Task objective: Reproduce word for word the portion of the grapevine powdery mildew text starting at "Of course, control" and ending at "of powdery mildew.".

Extract:
Powdery mildew is caused by the
Erysiphe Necator pathogen and differs from downy mildew due to the lower moisture level requirement for infecting grapevines. An obvious symptom of this disease is the white powder cover on leaves that can affect all parts of the vine, including its fruit. Since this white powder covers a major part of the leaves, it leads to reduced photosynthesis and exposes berries to sunburn due to defoliation [
4,
5].
The significant impact of powdery mildew is observed in juice quality: that is, the combination of sugar accumulation, the intensity of the red color, browning, and acidity [
6]. Powdery mildew appears to affect sugar accumulation in grapevines in a manner similar to other chronic stress factors, such as drought or defoliation [
7]. Failing to control powdery mildew may lead to decreased Brix levels (even lower than the levels accepted by processors) and also chronic reductions in grapevine growth.
Of course, control measures are implemented to mitigate the symptoms of the disease, but still, the economic loss is substantial. The disease reduces yields and also lowers fruit quality. Particularly, a 50% disease incidence in vineyards in South India resulted in substantial losses [
8]. Pool et al. [
9] recorded a 40% reduction in the vine size and a 65% reduction in the yield of Rossetee [
10] because of powdery mildew.
A grapevine disease prediction model would fail if it did not take environmental conditions into consideration because they are crucial in enabling the pathogens that cause the diseases [
11,
12]. Specifically, downy mildew needs a moderate environment (about 15–23 °C) and high humidity (over 80%). Also, rainfall plays a critical role in downy mildew outbreaks by providing the necessary moisture for spore germination and dispersal [
4]. On the other hand, powdery mildew needs warmer conditions (about 17–28 °C) and is not as dependent on moisture levels for infection to occur. Temperatures above 40°C stop its development, and the relative humidity should be above 45% [
10,
13,
14].

Extracted data:
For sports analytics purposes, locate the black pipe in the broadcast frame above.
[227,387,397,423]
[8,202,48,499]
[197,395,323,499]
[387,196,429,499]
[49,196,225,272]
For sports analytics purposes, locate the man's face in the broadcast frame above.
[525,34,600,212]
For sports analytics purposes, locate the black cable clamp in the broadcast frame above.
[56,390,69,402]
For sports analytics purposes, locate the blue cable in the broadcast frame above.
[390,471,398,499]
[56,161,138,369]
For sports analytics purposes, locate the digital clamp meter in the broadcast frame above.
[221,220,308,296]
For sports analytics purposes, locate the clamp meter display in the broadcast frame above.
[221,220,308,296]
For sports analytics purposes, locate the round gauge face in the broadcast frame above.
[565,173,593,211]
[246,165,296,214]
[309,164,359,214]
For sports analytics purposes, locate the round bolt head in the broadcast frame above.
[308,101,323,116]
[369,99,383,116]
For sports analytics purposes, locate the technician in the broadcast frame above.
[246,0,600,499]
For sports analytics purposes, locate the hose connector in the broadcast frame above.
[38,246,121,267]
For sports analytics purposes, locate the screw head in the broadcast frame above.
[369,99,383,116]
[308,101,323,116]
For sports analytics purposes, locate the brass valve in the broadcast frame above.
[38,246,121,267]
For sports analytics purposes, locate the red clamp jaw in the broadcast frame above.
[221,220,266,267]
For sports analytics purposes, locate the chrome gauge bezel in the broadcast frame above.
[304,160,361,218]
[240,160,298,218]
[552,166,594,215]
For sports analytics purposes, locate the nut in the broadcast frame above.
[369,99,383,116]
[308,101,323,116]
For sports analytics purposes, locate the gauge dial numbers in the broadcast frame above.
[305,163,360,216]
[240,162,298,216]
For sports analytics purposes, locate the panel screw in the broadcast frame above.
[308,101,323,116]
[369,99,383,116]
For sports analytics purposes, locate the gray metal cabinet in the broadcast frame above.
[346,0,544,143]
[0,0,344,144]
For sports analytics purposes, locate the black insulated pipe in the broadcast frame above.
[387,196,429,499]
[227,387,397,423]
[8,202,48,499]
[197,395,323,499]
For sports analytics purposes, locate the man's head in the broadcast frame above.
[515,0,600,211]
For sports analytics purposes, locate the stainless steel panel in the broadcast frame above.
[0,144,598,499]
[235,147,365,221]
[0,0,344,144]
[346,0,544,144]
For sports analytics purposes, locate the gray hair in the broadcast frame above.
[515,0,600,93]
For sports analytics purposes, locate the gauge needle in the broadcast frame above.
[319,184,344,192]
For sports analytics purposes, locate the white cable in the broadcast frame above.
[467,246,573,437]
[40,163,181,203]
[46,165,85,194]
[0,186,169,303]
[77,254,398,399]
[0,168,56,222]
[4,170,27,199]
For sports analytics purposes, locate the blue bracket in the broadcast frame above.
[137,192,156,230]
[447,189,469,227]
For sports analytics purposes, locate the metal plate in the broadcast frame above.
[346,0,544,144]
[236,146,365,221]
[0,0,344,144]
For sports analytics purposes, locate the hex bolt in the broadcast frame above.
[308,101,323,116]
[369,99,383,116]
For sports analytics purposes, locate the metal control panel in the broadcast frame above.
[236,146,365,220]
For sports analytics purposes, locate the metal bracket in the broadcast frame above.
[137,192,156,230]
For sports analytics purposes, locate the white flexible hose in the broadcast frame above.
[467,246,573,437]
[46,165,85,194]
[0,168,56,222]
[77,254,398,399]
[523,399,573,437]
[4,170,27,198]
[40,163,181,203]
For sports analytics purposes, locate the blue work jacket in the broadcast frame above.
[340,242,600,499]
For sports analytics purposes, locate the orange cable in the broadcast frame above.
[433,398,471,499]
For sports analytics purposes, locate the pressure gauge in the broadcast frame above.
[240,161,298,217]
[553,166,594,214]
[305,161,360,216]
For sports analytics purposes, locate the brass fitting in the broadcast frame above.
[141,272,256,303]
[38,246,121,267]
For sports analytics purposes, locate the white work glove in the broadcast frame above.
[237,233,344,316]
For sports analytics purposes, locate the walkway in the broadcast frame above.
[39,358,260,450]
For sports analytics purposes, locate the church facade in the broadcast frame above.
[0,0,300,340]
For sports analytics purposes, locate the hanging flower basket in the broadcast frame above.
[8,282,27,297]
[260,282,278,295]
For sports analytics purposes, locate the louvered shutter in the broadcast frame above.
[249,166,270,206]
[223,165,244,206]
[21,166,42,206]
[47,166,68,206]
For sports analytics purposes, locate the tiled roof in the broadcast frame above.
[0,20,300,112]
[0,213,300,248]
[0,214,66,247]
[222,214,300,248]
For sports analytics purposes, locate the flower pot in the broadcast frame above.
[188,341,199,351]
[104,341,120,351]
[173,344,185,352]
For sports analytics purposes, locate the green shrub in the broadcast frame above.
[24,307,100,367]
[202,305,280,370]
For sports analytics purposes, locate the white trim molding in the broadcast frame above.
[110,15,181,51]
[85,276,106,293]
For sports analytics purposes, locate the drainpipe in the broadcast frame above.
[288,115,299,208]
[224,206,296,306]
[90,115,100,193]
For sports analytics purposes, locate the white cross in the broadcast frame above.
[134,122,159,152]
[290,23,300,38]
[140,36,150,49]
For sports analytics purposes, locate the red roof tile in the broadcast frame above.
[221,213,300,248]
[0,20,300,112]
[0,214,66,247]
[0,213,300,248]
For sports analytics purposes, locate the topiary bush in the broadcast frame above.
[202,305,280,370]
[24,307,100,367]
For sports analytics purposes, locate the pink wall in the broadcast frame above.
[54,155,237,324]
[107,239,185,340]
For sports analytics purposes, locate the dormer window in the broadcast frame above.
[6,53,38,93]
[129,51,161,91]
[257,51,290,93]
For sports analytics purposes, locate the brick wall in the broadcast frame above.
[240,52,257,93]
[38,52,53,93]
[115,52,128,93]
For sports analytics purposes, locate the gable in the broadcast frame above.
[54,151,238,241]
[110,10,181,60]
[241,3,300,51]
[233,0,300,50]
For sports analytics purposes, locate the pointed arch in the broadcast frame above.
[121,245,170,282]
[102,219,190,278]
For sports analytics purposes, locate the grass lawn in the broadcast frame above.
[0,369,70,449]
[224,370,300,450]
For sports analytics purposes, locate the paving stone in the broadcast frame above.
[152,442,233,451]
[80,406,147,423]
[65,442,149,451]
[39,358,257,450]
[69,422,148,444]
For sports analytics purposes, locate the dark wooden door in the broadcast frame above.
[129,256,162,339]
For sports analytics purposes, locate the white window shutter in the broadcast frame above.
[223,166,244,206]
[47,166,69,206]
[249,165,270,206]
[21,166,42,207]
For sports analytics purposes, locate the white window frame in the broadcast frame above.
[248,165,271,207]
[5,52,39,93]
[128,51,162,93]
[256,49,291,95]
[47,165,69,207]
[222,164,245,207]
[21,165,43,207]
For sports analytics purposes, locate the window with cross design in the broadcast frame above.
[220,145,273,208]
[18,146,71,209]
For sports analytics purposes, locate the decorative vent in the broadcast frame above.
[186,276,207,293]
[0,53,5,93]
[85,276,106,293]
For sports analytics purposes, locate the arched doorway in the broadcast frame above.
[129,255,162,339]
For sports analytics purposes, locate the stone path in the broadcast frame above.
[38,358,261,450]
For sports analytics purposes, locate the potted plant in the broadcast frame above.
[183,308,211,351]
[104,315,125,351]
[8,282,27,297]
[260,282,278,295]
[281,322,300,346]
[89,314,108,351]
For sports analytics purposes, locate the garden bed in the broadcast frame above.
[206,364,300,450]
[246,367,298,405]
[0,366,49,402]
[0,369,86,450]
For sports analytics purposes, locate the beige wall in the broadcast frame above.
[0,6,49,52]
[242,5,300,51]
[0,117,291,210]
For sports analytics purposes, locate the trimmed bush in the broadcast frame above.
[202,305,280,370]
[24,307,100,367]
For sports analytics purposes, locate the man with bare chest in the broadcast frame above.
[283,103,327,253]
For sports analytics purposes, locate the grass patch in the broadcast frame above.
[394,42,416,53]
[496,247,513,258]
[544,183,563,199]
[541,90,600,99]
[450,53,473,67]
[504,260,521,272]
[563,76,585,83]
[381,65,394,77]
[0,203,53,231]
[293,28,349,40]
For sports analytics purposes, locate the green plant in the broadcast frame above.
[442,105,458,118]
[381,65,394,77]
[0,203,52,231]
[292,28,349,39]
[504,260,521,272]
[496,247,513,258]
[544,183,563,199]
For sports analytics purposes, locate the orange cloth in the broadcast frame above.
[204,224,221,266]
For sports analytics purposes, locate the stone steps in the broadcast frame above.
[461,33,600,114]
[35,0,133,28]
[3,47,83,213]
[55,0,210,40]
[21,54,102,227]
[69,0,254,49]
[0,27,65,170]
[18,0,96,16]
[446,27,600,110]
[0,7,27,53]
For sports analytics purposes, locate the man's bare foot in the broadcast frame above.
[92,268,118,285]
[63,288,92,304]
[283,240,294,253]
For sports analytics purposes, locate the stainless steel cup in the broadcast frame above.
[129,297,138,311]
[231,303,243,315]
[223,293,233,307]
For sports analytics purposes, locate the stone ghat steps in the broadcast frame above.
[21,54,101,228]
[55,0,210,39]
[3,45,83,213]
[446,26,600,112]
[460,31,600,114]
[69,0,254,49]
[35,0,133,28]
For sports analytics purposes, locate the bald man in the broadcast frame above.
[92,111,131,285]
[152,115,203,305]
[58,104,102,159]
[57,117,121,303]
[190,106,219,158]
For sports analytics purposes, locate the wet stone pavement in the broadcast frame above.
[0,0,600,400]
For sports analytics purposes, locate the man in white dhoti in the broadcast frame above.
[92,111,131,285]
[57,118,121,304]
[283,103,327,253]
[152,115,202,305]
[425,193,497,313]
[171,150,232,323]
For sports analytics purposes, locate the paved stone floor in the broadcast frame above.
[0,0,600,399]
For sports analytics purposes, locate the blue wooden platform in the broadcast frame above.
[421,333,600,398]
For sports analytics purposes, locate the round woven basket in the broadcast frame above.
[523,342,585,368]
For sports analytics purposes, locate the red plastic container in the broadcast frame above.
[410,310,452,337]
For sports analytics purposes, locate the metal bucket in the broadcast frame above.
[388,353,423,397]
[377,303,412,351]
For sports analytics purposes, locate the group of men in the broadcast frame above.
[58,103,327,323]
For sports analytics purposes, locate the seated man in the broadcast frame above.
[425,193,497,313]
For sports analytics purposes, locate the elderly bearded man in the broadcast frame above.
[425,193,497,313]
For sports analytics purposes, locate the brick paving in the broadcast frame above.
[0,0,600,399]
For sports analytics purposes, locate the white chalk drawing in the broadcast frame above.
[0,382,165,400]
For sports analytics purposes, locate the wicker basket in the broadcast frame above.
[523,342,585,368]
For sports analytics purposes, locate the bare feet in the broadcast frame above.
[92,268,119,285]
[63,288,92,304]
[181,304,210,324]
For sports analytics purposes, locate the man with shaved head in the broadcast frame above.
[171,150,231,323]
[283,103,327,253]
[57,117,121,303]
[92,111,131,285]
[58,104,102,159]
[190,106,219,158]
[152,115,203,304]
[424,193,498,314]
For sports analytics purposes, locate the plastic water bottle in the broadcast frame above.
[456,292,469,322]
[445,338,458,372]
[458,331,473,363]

Solution for this problem:
Of course, control measures are implemented to mitigate the symptoms of the disease, but still, the economic loss is substantial. The disease reduces yields and also lowers fruit quality. Particularly, a 50% disease incidence in vineyards in South India resulted in substantial losses [
8]. Pool et al. [
9] recorded a 40% reduction in the vine size and a 65% reduction in the yield of Rossetee [
10] because of powdery mildew.